§ GIVEN TEXT
====
Changes in liability law could promote access for recreation

May 24, 2013 at 11:04 PM

The State Journal-Register


After seven years of trying, a bill to protect landowners from liability if they allow public recreational access to their property has a chance to pass.

Prior to 2005, private landowners who allowed access for hunting, fishing, hiking, birding or other recreation were protected from liability claims if something went wrong.

Then a court case involving a sledding accident raised the question: Did the liability waiver apply when the landowner extended a private invitation to someone to use the property, or only if the land was considered to be open to the public?

The law was amended to exempt only hunting and recreational shooting from liability.

All other forms of outdoors recreation were not exempted, and the expense of insurance has forced many conservation organizations and private landowners to restrict access.

“It just kills us,” said Vern LaGesse, executive director of Friends of the Sangamon Valley in Springfield. “We can’t afford the liability insurance to open our sites to the public without the legislation change.”

The Friends is a stewardship organization and land trust that works with government agencies and private landowners, and also owns a handful of preserves, including the 70-acre Wolf Preserve in Menard County and Boyle Woods in Cass County.

“None of our properties are open to the public because of the liability,” LaGesse said. “They are only open by invitation or member events.”

Susan Donovan, director of government relations for The Nature Conservancy in Illinois, said a popular southern Illinois destination for rock climbers, Draper’s Bluff, was closed to public access because the property owners could not risk being liable for an accident.

She said conservation groups that are trying to show the public the benefits of habitat restoration are hamstrung when preserves are off-limits.

The Nature Conservancy made the decision to develop visitor access for its Emiquon Preserve in Fulton County.

“We raised private dollars to build those facilities to encourage and engage the public in the conservation work we are doing,” Donovan said.

Despite all sides coming to an agreement, time is running out on the spring legislative session.
====
Data items
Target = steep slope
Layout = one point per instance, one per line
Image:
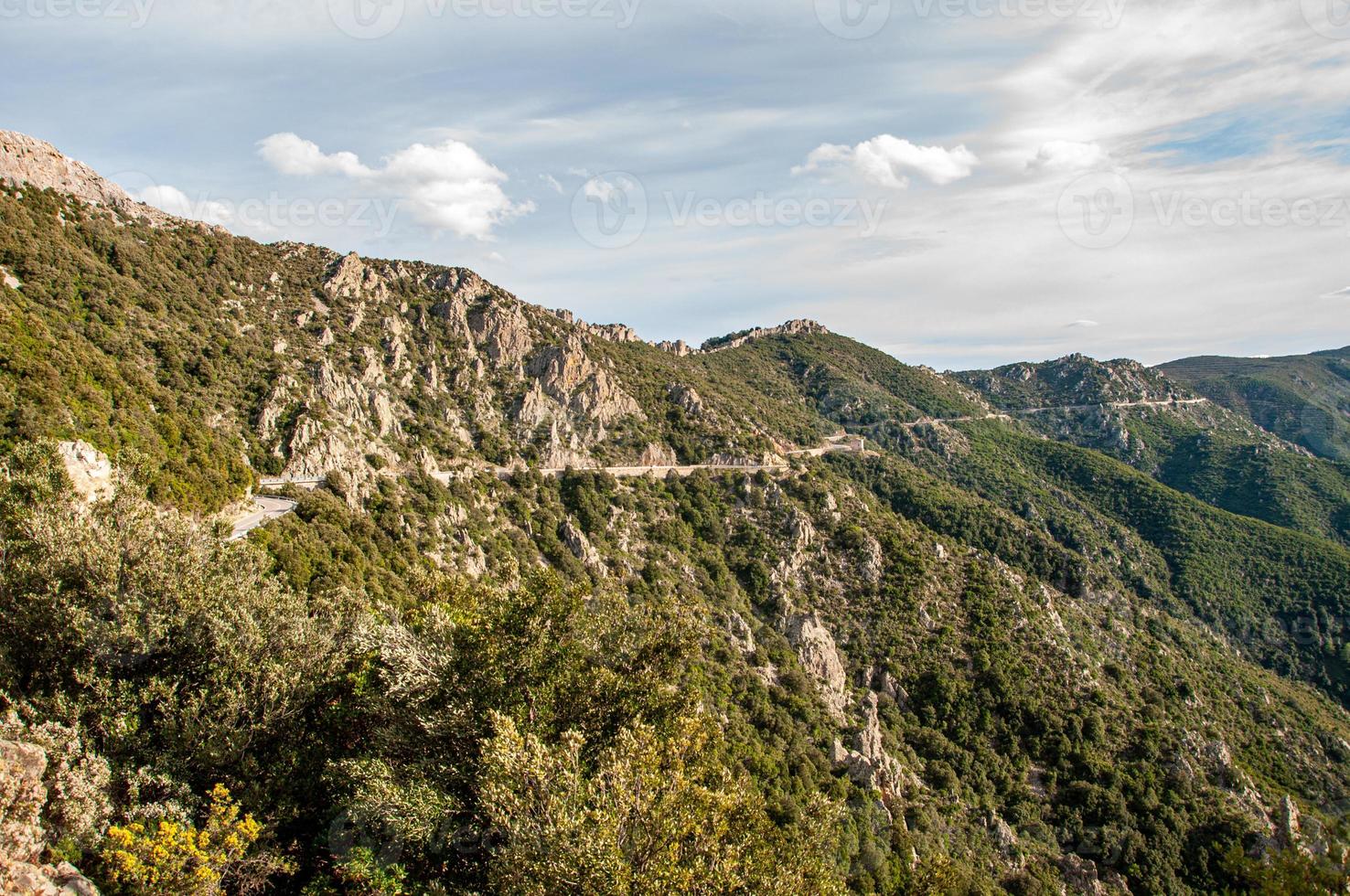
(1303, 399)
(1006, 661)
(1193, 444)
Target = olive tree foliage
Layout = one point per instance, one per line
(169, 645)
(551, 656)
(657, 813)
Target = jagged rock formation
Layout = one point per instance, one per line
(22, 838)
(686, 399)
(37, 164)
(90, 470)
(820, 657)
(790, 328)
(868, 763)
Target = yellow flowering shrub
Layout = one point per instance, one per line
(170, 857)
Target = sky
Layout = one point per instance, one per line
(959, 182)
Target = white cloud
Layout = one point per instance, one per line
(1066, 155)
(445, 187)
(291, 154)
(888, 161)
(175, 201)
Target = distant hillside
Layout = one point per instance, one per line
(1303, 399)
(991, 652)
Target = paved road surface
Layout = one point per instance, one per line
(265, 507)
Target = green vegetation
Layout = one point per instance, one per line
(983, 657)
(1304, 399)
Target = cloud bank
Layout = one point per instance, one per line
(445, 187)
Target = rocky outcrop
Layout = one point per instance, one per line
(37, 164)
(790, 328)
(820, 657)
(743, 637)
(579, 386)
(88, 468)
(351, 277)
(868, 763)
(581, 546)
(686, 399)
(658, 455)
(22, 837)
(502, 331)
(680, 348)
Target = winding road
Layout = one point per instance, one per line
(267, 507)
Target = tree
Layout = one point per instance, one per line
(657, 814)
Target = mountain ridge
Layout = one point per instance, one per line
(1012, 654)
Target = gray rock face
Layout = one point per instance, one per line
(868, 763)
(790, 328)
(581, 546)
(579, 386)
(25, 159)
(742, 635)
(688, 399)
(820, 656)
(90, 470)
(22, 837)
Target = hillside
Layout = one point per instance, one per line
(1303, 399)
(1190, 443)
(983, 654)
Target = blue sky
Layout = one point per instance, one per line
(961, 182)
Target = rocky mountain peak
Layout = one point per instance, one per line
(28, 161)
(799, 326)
====
§ SHORT TASK
Translate this sentence from the article on recreational liability law into Spanish: "The law was amended to exempt only hunting and recreational shooting from liability."

§ WORKED SOLUTION
La ley se modificó para eximir de responsabilidad únicamente la caza y el tiro recreativo.